▸ **Task prompt**
Extract every line of the rows that contains the word "shoe" and list those lines.

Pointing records
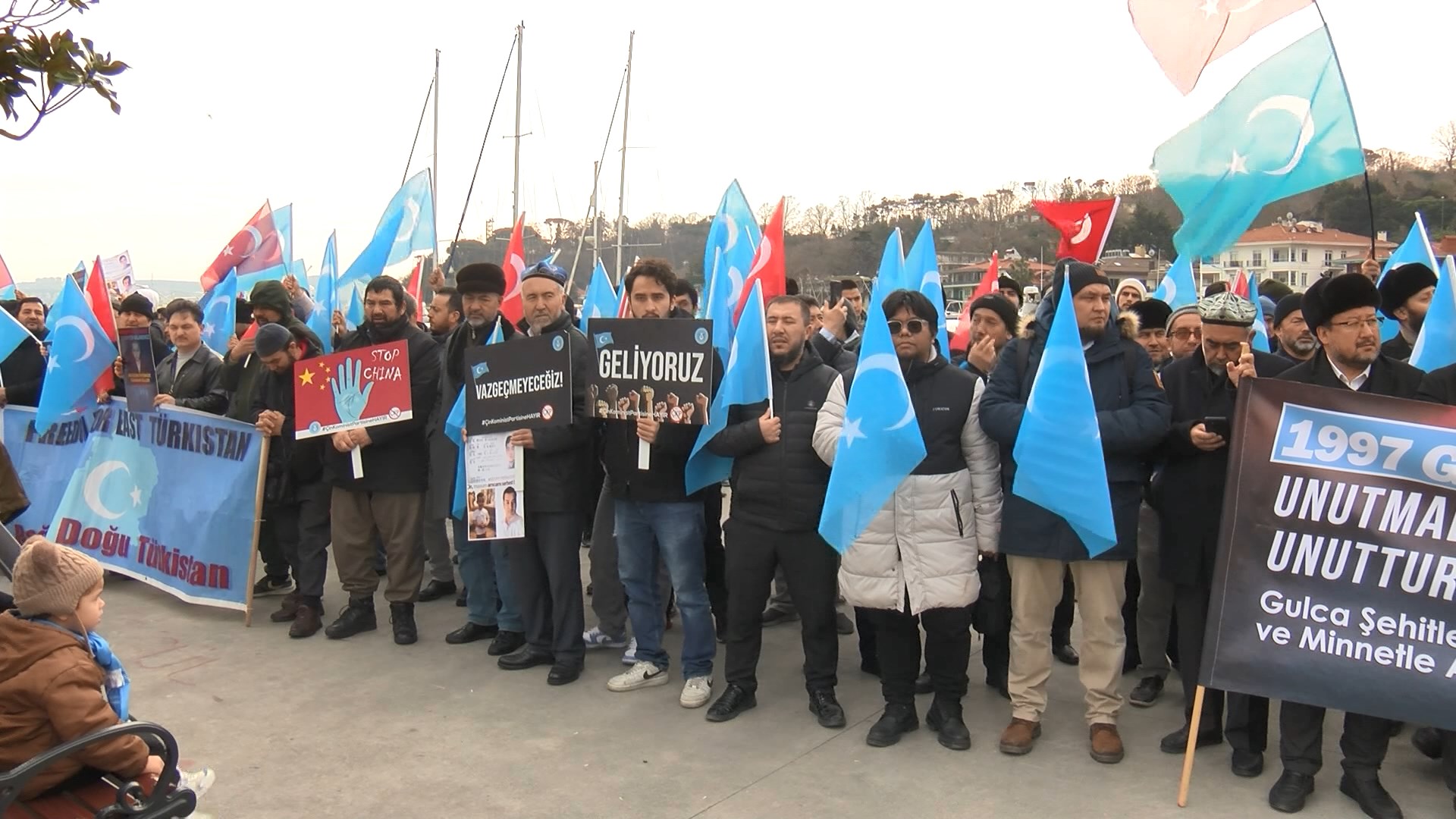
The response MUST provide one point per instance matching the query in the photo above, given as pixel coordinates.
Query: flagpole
(1353, 121)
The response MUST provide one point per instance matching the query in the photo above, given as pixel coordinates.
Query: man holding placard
(382, 488)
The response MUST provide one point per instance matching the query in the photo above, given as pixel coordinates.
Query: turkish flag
(255, 248)
(99, 302)
(1084, 226)
(767, 264)
(514, 267)
(1185, 36)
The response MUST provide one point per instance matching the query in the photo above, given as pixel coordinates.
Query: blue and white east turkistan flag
(1177, 289)
(922, 271)
(1059, 447)
(746, 381)
(1286, 129)
(880, 442)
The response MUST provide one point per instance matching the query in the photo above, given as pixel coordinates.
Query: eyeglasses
(915, 327)
(1360, 324)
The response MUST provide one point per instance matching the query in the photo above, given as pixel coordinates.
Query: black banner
(519, 385)
(1337, 557)
(651, 368)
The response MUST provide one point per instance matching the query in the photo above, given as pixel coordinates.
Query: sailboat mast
(622, 187)
(520, 57)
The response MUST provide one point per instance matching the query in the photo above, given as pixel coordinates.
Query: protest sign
(651, 369)
(139, 368)
(95, 483)
(1337, 556)
(522, 385)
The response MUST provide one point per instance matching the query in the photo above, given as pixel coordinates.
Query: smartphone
(1219, 426)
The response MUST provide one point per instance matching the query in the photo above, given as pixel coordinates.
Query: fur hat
(1152, 314)
(1401, 283)
(52, 579)
(481, 278)
(1329, 297)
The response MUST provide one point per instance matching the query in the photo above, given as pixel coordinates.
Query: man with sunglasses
(1343, 315)
(1188, 497)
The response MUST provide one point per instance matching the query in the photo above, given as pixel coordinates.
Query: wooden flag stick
(258, 522)
(1193, 744)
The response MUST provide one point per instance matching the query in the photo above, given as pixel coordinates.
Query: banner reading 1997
(1337, 558)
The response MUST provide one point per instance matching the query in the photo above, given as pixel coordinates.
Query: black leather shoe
(402, 617)
(733, 703)
(525, 657)
(506, 642)
(561, 673)
(1247, 764)
(827, 708)
(1370, 796)
(1291, 792)
(897, 720)
(469, 632)
(357, 618)
(1177, 742)
(944, 717)
(436, 589)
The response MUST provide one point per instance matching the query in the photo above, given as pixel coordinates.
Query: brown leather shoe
(306, 623)
(1019, 736)
(287, 611)
(1107, 745)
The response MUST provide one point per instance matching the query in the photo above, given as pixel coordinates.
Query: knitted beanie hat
(52, 579)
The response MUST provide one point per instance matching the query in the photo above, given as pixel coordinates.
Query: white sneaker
(696, 692)
(641, 675)
(197, 781)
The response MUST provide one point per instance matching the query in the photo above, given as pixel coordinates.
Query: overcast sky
(316, 102)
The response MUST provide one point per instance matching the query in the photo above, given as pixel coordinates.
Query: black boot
(899, 719)
(402, 617)
(357, 618)
(944, 717)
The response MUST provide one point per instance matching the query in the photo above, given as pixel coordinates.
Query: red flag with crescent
(767, 267)
(514, 267)
(253, 249)
(1084, 226)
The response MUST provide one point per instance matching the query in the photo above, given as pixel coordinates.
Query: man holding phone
(1188, 497)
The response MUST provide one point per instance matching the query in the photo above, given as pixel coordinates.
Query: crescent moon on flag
(80, 327)
(889, 363)
(92, 488)
(1085, 231)
(1299, 108)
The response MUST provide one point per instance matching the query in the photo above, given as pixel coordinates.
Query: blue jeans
(487, 576)
(674, 532)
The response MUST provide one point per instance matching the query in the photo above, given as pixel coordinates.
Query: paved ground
(363, 727)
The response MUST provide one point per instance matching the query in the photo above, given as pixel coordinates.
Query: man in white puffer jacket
(916, 563)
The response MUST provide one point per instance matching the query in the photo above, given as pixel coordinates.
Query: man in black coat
(778, 494)
(296, 497)
(1188, 496)
(24, 371)
(1343, 314)
(546, 566)
(388, 500)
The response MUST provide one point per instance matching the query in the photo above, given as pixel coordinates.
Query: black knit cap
(1001, 306)
(1329, 297)
(1401, 283)
(481, 278)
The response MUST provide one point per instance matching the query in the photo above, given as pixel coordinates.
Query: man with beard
(1405, 295)
(1188, 496)
(1296, 343)
(388, 499)
(296, 497)
(1343, 312)
(491, 610)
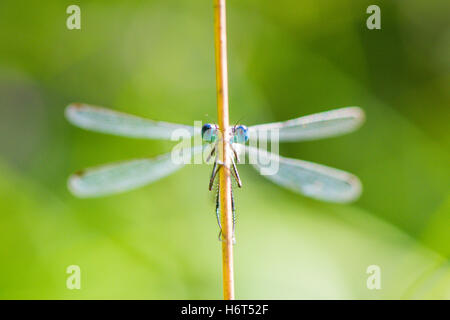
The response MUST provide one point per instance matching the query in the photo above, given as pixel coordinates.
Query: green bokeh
(286, 59)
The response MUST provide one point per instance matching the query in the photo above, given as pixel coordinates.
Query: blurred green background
(286, 59)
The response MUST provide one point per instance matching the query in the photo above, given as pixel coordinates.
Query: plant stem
(220, 40)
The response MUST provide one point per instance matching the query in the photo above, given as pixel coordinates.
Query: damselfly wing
(310, 179)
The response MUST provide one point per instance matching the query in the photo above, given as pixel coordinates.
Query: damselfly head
(210, 132)
(240, 134)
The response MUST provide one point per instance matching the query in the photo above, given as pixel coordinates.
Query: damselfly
(311, 179)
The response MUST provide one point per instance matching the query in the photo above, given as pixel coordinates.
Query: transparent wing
(124, 176)
(121, 124)
(311, 179)
(315, 126)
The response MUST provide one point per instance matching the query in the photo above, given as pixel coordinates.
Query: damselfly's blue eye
(209, 132)
(240, 134)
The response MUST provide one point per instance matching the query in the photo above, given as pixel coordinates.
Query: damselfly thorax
(308, 178)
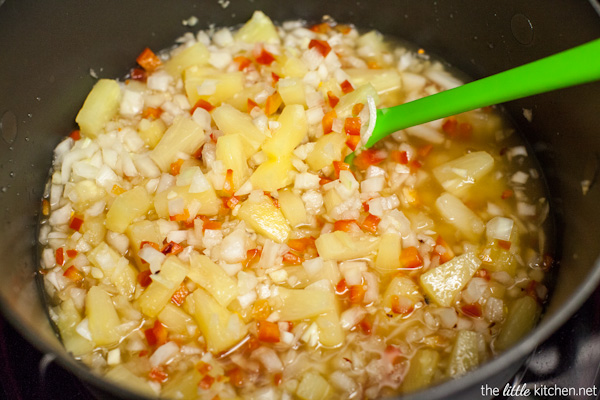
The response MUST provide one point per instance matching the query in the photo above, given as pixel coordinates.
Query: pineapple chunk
(331, 333)
(522, 316)
(273, 174)
(388, 254)
(258, 29)
(313, 387)
(211, 84)
(143, 231)
(151, 131)
(220, 327)
(383, 80)
(205, 203)
(184, 136)
(196, 54)
(177, 321)
(265, 218)
(460, 216)
(341, 246)
(231, 120)
(344, 108)
(182, 386)
(422, 369)
(102, 317)
(213, 279)
(133, 204)
(298, 304)
(164, 284)
(231, 152)
(327, 150)
(122, 376)
(292, 91)
(444, 282)
(68, 319)
(458, 175)
(292, 207)
(465, 353)
(100, 106)
(122, 274)
(292, 130)
(406, 290)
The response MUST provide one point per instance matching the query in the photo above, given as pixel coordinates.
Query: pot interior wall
(48, 49)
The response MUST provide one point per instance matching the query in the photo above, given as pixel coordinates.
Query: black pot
(48, 48)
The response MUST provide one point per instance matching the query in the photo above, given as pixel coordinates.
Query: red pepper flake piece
(332, 99)
(504, 244)
(209, 223)
(228, 184)
(302, 244)
(323, 27)
(180, 294)
(59, 255)
(268, 332)
(144, 279)
(424, 150)
(275, 77)
(328, 121)
(261, 309)
(265, 57)
(352, 142)
(369, 157)
(472, 310)
(448, 254)
(410, 258)
(273, 103)
(236, 376)
(352, 126)
(175, 167)
(201, 103)
(75, 135)
(157, 335)
(243, 62)
(357, 108)
(251, 104)
(321, 45)
(73, 274)
(401, 157)
(340, 166)
(172, 248)
(152, 112)
(251, 256)
(138, 74)
(206, 382)
(346, 225)
(290, 258)
(366, 326)
(402, 305)
(341, 287)
(506, 194)
(148, 60)
(184, 216)
(117, 190)
(76, 223)
(347, 87)
(158, 375)
(357, 293)
(370, 223)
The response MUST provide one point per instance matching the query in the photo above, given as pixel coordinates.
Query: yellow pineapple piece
(100, 106)
(128, 206)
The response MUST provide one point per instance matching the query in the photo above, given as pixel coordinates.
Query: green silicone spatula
(568, 68)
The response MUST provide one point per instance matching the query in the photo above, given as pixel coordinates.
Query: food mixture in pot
(204, 238)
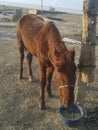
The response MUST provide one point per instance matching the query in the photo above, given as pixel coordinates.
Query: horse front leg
(42, 87)
(29, 61)
(21, 56)
(49, 74)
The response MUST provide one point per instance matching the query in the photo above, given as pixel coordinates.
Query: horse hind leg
(21, 55)
(49, 74)
(29, 61)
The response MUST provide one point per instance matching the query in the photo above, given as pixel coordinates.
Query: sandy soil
(19, 98)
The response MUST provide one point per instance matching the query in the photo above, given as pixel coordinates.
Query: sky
(61, 5)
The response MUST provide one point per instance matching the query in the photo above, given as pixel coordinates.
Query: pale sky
(57, 4)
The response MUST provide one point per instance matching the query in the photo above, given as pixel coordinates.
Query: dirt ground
(19, 98)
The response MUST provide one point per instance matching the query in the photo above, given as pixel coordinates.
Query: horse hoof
(50, 95)
(42, 107)
(30, 79)
(19, 77)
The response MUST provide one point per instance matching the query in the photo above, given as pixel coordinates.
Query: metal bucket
(71, 122)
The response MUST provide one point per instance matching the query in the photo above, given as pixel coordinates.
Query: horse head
(65, 75)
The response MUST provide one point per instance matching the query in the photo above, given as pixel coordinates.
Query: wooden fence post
(87, 56)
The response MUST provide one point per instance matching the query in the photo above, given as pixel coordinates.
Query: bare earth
(19, 99)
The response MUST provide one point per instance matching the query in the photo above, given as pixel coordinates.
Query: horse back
(28, 28)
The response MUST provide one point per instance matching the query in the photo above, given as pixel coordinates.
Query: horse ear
(56, 53)
(73, 53)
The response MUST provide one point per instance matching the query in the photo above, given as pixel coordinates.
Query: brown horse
(42, 39)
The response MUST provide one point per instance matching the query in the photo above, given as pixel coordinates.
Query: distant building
(32, 11)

▸ **Finished task**
Query: black leather shoe
Query: brown leather shoe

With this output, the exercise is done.